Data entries
_ _ _ _ _ _ _

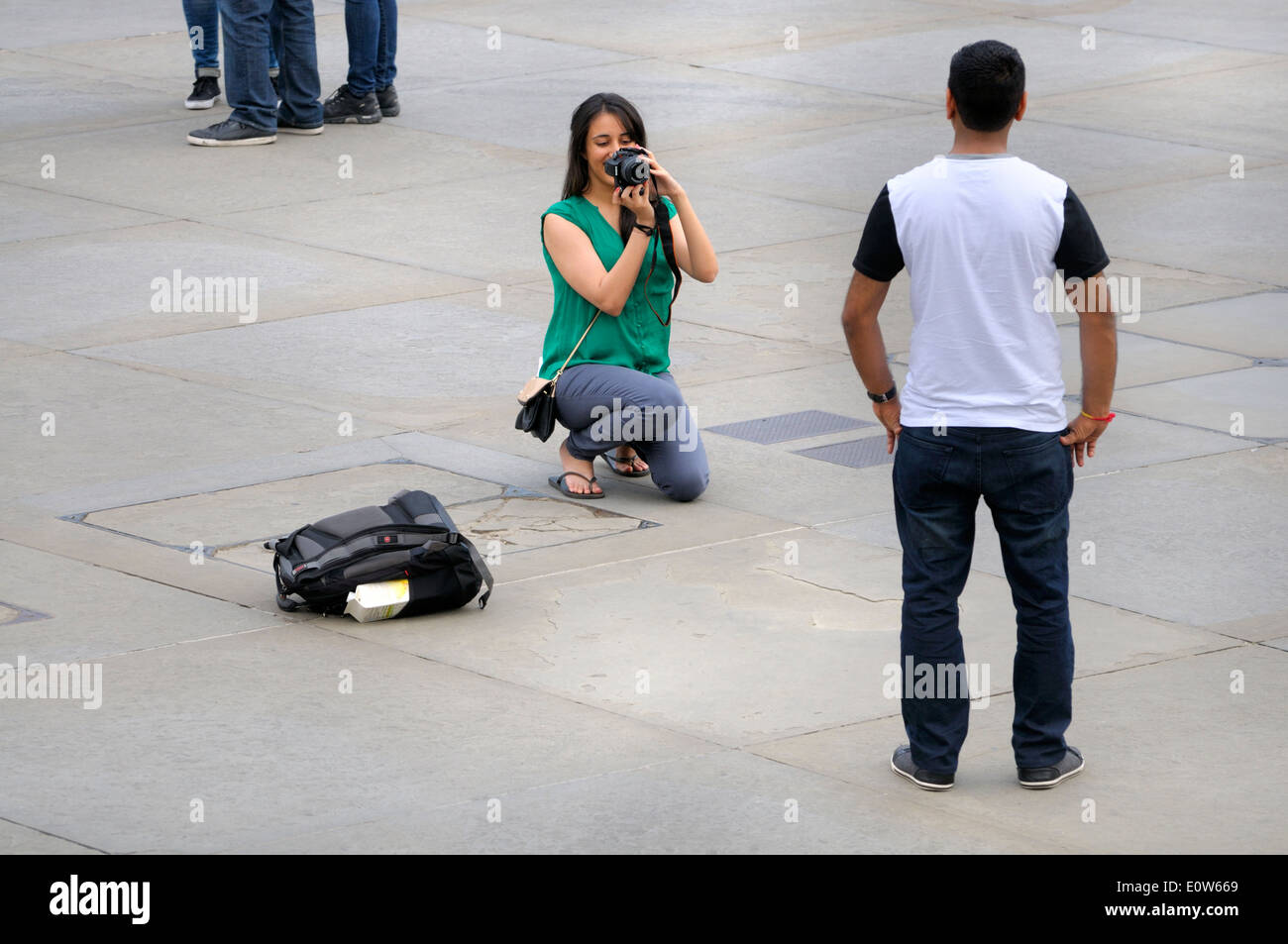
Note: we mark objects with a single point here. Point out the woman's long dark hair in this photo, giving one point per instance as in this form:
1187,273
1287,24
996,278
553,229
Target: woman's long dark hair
578,178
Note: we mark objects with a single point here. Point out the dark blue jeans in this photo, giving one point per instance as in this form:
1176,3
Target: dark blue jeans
1026,480
205,43
373,31
248,27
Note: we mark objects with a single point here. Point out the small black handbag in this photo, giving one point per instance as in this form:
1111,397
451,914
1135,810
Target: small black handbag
537,398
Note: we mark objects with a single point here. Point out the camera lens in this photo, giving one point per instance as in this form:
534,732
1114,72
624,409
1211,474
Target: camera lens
634,170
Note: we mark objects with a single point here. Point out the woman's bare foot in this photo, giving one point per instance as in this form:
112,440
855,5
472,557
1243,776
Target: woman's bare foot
583,468
627,460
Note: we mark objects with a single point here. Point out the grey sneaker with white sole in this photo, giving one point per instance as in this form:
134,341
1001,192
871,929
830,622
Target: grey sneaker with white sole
1044,778
903,765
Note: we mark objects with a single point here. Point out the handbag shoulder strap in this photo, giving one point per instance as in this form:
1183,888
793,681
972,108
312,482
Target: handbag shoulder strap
555,380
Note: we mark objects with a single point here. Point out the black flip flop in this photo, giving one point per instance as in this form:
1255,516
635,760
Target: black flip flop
613,462
558,481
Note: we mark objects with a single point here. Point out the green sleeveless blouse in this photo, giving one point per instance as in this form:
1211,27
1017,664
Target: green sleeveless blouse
635,338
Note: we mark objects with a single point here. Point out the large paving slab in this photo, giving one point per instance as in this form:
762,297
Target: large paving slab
1124,723
400,307
278,279
683,106
1231,243
682,30
713,803
1258,25
864,156
82,399
1054,59
1180,108
1250,402
93,612
1192,541
742,646
31,214
191,181
258,730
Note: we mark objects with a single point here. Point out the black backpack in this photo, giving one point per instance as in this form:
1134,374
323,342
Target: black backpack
411,537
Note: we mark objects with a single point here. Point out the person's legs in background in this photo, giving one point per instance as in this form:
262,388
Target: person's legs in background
356,99
1028,480
386,50
250,91
935,494
300,110
246,39
202,17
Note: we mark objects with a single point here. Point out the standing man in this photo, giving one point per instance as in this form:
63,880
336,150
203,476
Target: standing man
982,412
257,117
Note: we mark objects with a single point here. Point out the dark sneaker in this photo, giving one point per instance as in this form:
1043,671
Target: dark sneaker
287,127
387,99
927,780
1044,778
344,106
230,133
205,93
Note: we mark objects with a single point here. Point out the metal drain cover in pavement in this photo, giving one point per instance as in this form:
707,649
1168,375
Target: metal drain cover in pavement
780,429
857,454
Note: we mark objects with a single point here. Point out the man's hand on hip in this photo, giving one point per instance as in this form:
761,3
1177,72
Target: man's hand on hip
889,415
1082,436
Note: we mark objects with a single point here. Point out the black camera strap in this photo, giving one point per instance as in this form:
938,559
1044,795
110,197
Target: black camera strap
662,219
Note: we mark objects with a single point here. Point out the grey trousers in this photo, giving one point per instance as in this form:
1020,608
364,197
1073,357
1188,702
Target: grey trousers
604,406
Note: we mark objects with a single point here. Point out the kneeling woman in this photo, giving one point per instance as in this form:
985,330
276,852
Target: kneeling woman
616,395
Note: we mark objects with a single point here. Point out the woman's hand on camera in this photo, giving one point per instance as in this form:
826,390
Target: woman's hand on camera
666,184
635,198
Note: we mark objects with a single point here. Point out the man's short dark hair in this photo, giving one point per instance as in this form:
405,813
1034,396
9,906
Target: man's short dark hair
987,80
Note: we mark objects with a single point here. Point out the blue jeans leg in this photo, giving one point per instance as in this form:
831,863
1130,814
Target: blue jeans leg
299,77
246,39
386,47
935,494
202,17
362,29
1028,483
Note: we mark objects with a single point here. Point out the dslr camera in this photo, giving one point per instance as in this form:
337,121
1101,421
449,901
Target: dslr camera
629,166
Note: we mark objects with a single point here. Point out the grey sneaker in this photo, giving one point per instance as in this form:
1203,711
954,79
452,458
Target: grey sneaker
290,127
344,107
387,101
205,93
927,780
1044,778
230,133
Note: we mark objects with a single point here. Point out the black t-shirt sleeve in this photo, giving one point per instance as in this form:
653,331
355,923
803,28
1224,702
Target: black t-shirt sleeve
879,254
1080,254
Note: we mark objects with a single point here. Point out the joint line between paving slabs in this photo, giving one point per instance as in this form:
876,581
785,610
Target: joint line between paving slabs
649,557
53,835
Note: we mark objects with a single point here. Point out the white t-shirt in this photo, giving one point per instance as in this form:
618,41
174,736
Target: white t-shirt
978,233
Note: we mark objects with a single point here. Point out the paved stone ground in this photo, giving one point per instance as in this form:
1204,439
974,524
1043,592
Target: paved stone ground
408,299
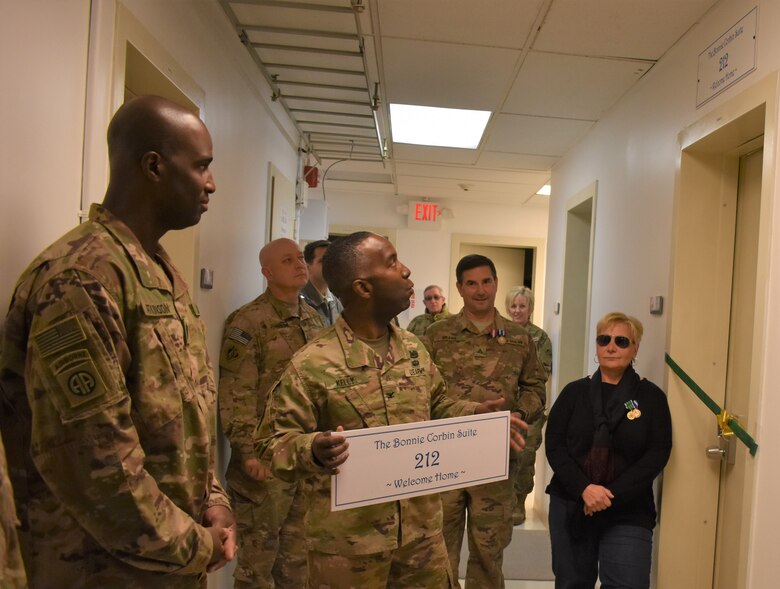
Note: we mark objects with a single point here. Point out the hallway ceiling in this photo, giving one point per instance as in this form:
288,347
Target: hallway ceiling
546,69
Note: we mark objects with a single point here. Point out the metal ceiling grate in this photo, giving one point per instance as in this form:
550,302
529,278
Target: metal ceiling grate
312,55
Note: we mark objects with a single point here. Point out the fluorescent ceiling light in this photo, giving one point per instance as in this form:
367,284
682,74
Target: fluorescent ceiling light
439,127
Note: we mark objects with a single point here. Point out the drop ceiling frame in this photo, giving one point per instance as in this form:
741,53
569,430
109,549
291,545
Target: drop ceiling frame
313,57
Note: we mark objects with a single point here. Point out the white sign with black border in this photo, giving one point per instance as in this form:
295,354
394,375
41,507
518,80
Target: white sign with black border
411,459
728,59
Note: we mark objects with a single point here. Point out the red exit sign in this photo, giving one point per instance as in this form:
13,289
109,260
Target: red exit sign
424,215
426,211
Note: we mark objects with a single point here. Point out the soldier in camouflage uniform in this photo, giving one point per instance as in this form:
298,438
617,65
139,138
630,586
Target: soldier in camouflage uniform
484,356
259,340
520,306
316,292
108,392
435,310
12,575
362,372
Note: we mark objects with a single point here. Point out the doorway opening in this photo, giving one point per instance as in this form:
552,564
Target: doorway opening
575,306
716,326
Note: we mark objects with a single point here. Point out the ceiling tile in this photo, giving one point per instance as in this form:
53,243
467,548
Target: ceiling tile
571,86
618,28
296,17
405,151
535,135
450,76
498,23
517,161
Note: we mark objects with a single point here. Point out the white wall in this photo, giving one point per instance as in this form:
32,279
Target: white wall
428,253
634,155
42,119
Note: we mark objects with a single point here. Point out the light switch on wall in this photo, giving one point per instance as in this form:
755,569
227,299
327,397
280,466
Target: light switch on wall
206,278
656,305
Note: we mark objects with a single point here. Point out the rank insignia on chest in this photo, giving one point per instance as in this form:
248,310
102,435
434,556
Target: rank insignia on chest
633,410
348,381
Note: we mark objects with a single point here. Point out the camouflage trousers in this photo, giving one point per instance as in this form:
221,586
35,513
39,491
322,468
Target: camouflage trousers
489,528
422,564
526,461
271,541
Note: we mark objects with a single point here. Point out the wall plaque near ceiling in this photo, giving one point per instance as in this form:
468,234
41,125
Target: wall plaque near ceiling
728,59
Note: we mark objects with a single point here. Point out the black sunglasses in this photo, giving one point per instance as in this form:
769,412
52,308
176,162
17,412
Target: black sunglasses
621,341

_ _ _ _ _ _ _

- [WHAT YOU WILL DO]:
Each line of the data should be printed again exactly. Please leave pictures out.

- [EXERCISE RESPONSE]:
Note: we mark objects with a single point here. Point out the woman's long dark hair in this photo, giving one point per instance as in this form:
1187,273
1287,24
996,278
553,229
Target: woman's long dark hair
578,178
Note: we mark objects with a single point here. Point out the dark blue jeans in this photo, giving one point per instance as in this form:
1176,3
Target: dark blue jeans
1026,480
205,43
373,31
248,27
Note: we mark objects with a single point here. Point out the small black handbag in this photo, giving one point per instance as in this form:
1111,397
451,914
1135,810
Target: small black handbag
537,398
Note: we mark objects with a single point here. Point out the camera lens in this photo, giving one point per instance as in this form:
534,732
1114,72
624,409
1211,474
Target: camera lens
634,170
Note: we mark objects with a single point here. Point out the woman's bare foot in this photo, giving one point per instance as in this form:
112,440
855,5
472,557
1243,776
Target: woman's bare foot
583,468
627,460
Note: we mark objects with a single point here. Point out the grey sneaker with white sole in this photo, giving one point per instance as in this form:
134,341
1001,192
871,929
830,622
Target: grey sneaker with white sole
1044,778
903,765
Note: we mark objects with a single point here. Point out the handbag shoulder strap in this photo, giving one point per instance as in this form:
1183,888
793,681
972,108
312,482
Target: handbag shoulder strap
555,380
Note: we mark objects with a single point here. Point out the black flip flop in this photo, giving one point per instance as in this form:
1255,516
635,760
Target: black flip flop
613,462
558,481
Note: we mark objects with a single point here. Point out the green sleeveless blouse in this photo, giving one point per instance as in this form:
1211,27
1017,664
Target: green sleeveless blouse
635,338
Note: we mark objects with a single point here. Point out the large paving slab in this photo, giving one point per instance as in this form:
762,297
Target: large paving slab
1124,723
400,307
278,279
683,106
1231,243
682,30
713,803
1258,25
864,156
82,399
1054,59
1180,108
1250,402
93,612
1192,541
742,646
31,214
191,181
258,730
Note: we mark objects with a single point here. Point out the black backpack in this photo, giving one point per instance as in this form:
1134,374
323,342
Target: black backpack
411,537
Note: we mark objects with a single point here. Point out the person's legs in background in this photo, giving one point per instance as in this form:
262,388
Target: person's legs in background
356,99
1028,480
386,50
250,91
935,494
300,110
246,39
202,17
Note: we mark objects with a single point here. Point out the standing man in this photo, giving one point per instance as in this form:
63,880
336,150
203,476
Target: standing man
982,412
257,117
Note: we mark objects with a single point here. Point out the dark sneaker in this photo, giving one point per instance as in this form:
1043,671
Target: dark sneaker
287,127
387,99
927,780
1044,778
344,106
230,133
205,93
Note: we mark objects with a single point here. Point out the metal drain cover in pavement in this photo, giving one point per instance as in this form:
707,649
1168,375
Target: metal drain cover in pavement
780,429
857,454
Note: we mark objects with a single point here. Point out the man's hand on hip in this photo, giving one point per instance as in this form:
761,3
1177,72
Target: man's hand on hip
889,415
1082,436
Note: we mark objects with a single point here. Point out the black camera strap in this photo, giving one point per instance as in this form:
938,559
1044,795
110,197
Target: black camera strap
662,219
Note: we mark objects with a single point here. Point out the grey trousers in this photo, giving one point per instance as in this form:
1020,608
364,197
1073,357
1188,702
Target: grey trousers
604,406
Note: we mark objects with a single point here. Point out the kneeling woman in this photo, giving one point per instance as in this form:
985,330
276,852
Target: kneeling woman
616,395
Note: we mark objects with a single point here. Point out the woman's hand on camera in this photo, giving one point per instance as in this form:
826,390
Target: woman's hand on camera
666,184
635,198
Note: we mark objects with a single point here. Point out the man's short dark hair in this photo, giving one point per instance as in this form:
405,813
1034,396
9,906
Target: man's short dark hair
987,80
Note: we mark objects with a single point here. Point out the blue jeans leg in this photo, giving one point per instance as in this form:
831,863
1130,814
Target: blue jeans leg
299,77
246,39
386,47
935,494
202,17
362,29
1028,483
Note: we mark objects with a single point here. Point out the dslr camera in this photo, giving one point per instance as in this form:
337,121
1101,421
449,901
Target: dslr camera
629,166
Note: we mark objects with a single point here. Point out the grey sneaker in this photo, giving one point per instance as in this form:
1203,711
954,79
452,458
Target: grey sneaker
290,127
344,107
387,101
205,93
927,780
1044,778
230,133
Note: we mark objects with a single point here. Point out the black t-shirt sleeve in this photo, giving one point per instance as in this form:
653,331
355,923
803,28
1224,702
Target: black t-shirt sleeve
879,254
1080,254
Note: we mark objects with a single point here. Point out the joint line between paving slabs in this photo, giving one point per instance as in this form:
876,581
785,610
Target: joint line between paving slabs
649,557
53,835
Note: we mark objects with a single point here. Point out the white t-shirt in this photo, giving one point per instance as in this form:
618,41
174,736
Target: white t-shirt
978,233
Note: we mark objects with a single point here. Point out the paved stone ground in this photo, giving one point per instance as in this form:
1204,439
974,524
1043,592
Target: paved stone ground
408,299
Note: we mark objects with a single point here. Point out the hallway ceiling in this photo, giving one point per instance as in this form:
288,347
Target: hallway ceiling
546,69
Note: we mark objects with a single point here. Point out the metal ceiling grate in this photo, giving one point per instance as in this form:
550,302
529,278
Target: metal ceiling grate
312,55
Note: we mark objects with a single point here. Point out the fluorescent ceiling light in this photo, giving one point per instance as in this form:
367,284
682,74
Target: fluorescent ceiling light
439,127
Note: we mark objects with a single point here. Point out the drop ceiling frame in this photo, giving one point per instance as in this form:
741,53
569,430
109,549
291,545
Target: drop ceiling frame
313,57
Note: we mark objects with a single point here. Point out the white sign with black border in this photo, giving one point per instance as in this form:
295,354
394,375
41,507
518,80
Target: white sign with black border
411,459
728,59
Note: we mark objects with a single point here. Point out the red exit sign in this photo, giving one point per instance as in this form:
13,289
109,260
Target: red exit sign
424,215
426,211
Note: we mark objects with a single point here. Point out the soldier in camouflage uniform in this photo, giving one point per instance as in this form:
298,438
617,65
139,138
630,586
Target: soldier in camouflage uniform
484,356
259,340
520,306
316,292
108,392
435,310
12,575
362,372
Note: we mark objects with a single point here. Point out the doorway opening in this photo, giving one point per instance as in this form:
552,564
Target: doorway opening
575,306
716,326
Note: we mark objects with a single point here. Point out the ceiling tile in this photo, giving one point per instance as in this form:
53,243
467,548
Target: ceiling tile
571,86
618,28
296,17
405,151
535,135
450,76
498,23
517,161
Note: we mark objects with a single point here. Point out the white wall in this photo, giving one point per instance as in this form:
32,279
Target: white wall
428,253
634,155
42,119
Note: we mark objects with a single point here. Point out the light switch on wall in this photo, giving one point per instance as in this form:
755,569
227,299
327,397
280,466
Target: light switch on wall
206,278
656,305
Note: we mark objects with a single point here. Point out the rank insignia on chest in this photo, giving one point per instance as in this form:
248,310
102,435
434,556
Target: rank insignia on chest
633,410
348,381
Note: we mark objects with a single point here. Point out the camouflage trousers in this photo, giving one point per instance as in this form:
221,586
35,513
39,491
322,468
Target: camouflage trousers
489,528
422,564
526,461
271,541
Note: we mark objects with a single point here. Point out the wall plaque near ceiling in this photo, giving one point per instance as in this form:
468,234
41,125
Target: wall plaque near ceiling
728,59
Note: we mark objects with a single point here. Point out the black sunglasses in this photo, giving one point per instance as in this form:
769,412
52,308
176,162
17,412
Target: black sunglasses
621,341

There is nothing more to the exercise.